What is open access in the context of academic publishing?

In this corpus, open access is discussed as part of broader scholarly communication systems that determine who can read and reuse research outputs and how those outputs are evaluated. "Promoting an open research culture" (2015) frames openness as a set of journal and community practices that support transparency and reproducibility.

How should researchers avoid misusing journal impact factor when evaluating work?

Seglen (1997) in "Why the impact factor of journals should not be used for evaluating research" argued that journal impact factor is not a valid proxy for the quality of individual articles. Aksnes et al. (2019) in "Citations, Citation Indicators, and Research Quality: An Overview of Basic Concepts and Theories" explains that citation indicators require careful interpretation and do not directly equate to research quality.

Which database should I use for literature review and citation analysis: Web of Science, Scopus, or Google Scholar?

**Entries shown:**
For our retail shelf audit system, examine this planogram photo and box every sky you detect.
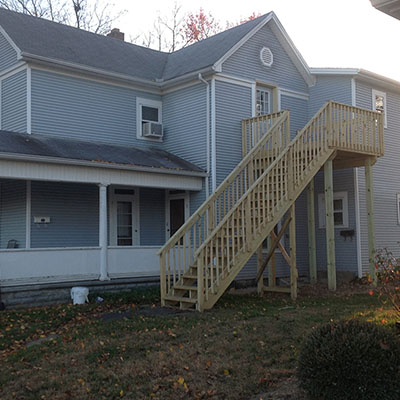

--

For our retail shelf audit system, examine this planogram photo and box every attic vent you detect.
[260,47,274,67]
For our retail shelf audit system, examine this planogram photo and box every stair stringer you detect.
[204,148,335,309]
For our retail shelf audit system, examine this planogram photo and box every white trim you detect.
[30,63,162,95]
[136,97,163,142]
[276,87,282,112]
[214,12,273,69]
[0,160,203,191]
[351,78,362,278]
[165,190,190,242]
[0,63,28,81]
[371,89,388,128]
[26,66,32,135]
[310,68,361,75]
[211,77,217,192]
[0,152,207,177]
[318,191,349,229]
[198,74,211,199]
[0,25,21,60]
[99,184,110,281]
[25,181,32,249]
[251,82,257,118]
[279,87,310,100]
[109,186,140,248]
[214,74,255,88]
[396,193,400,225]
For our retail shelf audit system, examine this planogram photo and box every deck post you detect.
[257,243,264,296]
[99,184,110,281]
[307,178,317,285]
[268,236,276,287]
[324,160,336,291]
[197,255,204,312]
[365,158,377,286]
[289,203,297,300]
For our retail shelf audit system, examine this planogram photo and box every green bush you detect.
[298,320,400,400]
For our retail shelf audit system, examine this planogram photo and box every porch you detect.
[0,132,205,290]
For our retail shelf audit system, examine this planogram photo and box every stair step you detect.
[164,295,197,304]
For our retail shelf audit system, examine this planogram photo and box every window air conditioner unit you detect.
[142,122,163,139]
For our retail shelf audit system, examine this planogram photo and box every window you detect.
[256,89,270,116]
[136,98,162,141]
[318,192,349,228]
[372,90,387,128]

**Work to be completed:**
Carry on the passage about academic publishing and research evaluation from its final line, extending it in the same style.

**Response for this exercise:**
Mongeon and Paul‐Hus (2015) in "The journal coverage of Web of Science and Scopus: a comparative analysis" shows that Web of Science and Scopus differ in journal coverage, which affects what you retrieve and what gets counted. Martín‐Martín et al. (2018) in "Google Scholar, Web of Science, and Scopus: A systematic comparison of citations in 252 subject categories" demonstrates that citation counts can vary systematically across these sources, so database choice should match the purpose (systematic retrieval vs. broad discovery vs. evaluative bibliometrics).

How do conflicts of interest and incentives affect what gets published?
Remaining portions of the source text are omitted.